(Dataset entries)
= = = =
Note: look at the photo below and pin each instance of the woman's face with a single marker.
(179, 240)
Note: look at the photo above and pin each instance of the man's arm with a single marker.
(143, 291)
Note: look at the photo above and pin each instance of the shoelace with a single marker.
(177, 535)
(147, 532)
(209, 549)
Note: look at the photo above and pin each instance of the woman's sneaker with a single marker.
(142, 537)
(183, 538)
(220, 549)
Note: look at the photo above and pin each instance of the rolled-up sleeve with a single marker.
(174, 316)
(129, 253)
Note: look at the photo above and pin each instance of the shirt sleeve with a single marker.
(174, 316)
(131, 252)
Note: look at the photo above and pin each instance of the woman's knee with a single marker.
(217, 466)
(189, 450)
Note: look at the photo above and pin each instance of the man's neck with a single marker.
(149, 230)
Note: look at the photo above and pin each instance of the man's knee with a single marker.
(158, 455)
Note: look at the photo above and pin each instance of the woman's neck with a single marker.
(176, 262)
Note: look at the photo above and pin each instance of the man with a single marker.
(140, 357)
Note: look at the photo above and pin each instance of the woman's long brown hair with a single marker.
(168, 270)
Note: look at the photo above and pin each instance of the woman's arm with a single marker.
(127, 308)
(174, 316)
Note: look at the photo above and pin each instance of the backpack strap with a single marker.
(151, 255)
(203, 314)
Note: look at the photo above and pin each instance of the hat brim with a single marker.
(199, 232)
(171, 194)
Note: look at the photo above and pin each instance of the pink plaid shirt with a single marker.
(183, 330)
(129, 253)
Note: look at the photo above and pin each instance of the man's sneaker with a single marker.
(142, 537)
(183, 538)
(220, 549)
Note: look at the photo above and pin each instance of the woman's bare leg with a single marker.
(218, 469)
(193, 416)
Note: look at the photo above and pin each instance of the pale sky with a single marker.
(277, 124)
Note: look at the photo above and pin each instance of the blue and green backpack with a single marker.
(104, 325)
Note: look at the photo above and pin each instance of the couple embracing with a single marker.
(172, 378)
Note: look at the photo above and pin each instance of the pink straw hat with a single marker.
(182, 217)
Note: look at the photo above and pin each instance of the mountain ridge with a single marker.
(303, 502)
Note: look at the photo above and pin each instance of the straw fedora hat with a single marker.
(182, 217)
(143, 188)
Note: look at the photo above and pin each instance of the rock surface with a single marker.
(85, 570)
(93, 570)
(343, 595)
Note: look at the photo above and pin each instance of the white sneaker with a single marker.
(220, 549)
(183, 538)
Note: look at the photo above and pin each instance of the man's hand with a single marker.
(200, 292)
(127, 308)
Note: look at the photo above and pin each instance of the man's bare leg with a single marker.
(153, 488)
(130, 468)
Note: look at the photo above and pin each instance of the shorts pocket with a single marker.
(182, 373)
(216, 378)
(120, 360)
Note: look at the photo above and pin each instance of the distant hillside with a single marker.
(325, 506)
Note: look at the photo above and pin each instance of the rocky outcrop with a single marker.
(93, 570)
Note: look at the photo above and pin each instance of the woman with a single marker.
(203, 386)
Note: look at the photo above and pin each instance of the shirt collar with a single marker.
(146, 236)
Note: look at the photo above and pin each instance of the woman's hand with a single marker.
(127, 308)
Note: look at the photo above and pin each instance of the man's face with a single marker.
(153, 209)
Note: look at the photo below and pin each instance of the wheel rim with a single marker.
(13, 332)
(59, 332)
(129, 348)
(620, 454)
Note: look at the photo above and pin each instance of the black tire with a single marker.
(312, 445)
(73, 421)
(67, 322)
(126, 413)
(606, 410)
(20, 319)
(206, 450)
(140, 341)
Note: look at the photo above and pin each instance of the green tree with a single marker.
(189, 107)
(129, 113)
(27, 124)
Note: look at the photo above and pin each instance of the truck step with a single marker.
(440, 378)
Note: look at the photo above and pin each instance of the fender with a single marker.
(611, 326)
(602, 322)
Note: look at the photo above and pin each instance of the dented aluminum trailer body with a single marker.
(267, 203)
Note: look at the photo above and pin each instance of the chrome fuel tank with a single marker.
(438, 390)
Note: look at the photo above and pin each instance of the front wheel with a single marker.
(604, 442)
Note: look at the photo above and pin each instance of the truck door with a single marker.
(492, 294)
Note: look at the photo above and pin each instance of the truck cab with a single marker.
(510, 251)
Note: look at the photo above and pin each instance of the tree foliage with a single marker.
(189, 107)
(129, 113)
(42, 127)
= = = =
■ WHAT YOU HAVE TO DO ■
Search the data for "tire with a single marker.". Beginning with that line, set down every line through the last exactly.

■ COMPLETED EXERCISE ■
Note: look at the photo above and pin each instance of the black tire with a single marker.
(312, 445)
(73, 421)
(67, 322)
(126, 413)
(606, 410)
(20, 319)
(206, 450)
(140, 341)
Note: look at the photo above and pin each instance of the green tree with a single marker.
(189, 107)
(129, 113)
(27, 124)
Note: look at the photo above and pin each instance of the truck step with a single marker.
(440, 378)
Note: look at the photo above and pin each instance of the fender with a single marker.
(611, 326)
(602, 322)
Note: look at the photo above and pin each instance of the dented aluminum trailer body with a single marker.
(267, 203)
Note: look at the photo above and pin each instance of the chrome fuel tank with a single marker.
(438, 390)
Note: look at the photo above and pin each instance of the front wheel with a single marker.
(604, 442)
Note: look at the photo above and pin each instance of the truck door with a single marker.
(492, 294)
Note: look at the photo above and pin each instance of the truck cab with a single marker.
(510, 251)
Note: look at the photo above and pin each instance of the tree foliage with a single marker.
(189, 107)
(129, 113)
(42, 127)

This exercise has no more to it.